* Begin SUPPLIED MATERIAL *

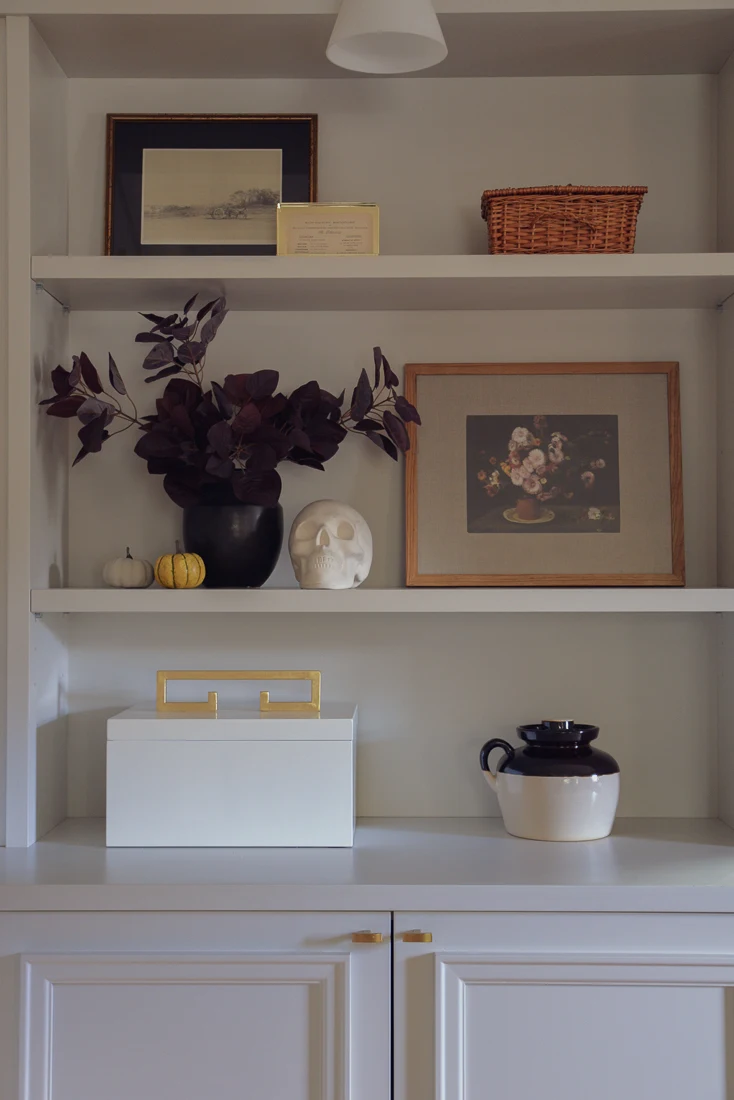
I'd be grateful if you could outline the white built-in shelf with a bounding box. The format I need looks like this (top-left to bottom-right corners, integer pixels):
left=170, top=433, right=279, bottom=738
left=32, top=252, right=734, bottom=310
left=31, top=587, right=734, bottom=615
left=0, top=818, right=734, bottom=913
left=12, top=0, right=734, bottom=79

* End SUPPLIED MATERIAL *

Write out every line of the rows above word for word, leaving out the pictures.

I'd be grateful if you could outline the white built-in shelf with a bounding box. The format I need looks like this (top-left to bottom-right corners, integer pixels):
left=170, top=433, right=279, bottom=738
left=32, top=252, right=734, bottom=310
left=31, top=587, right=734, bottom=615
left=0, top=818, right=734, bottom=913
left=12, top=0, right=734, bottom=79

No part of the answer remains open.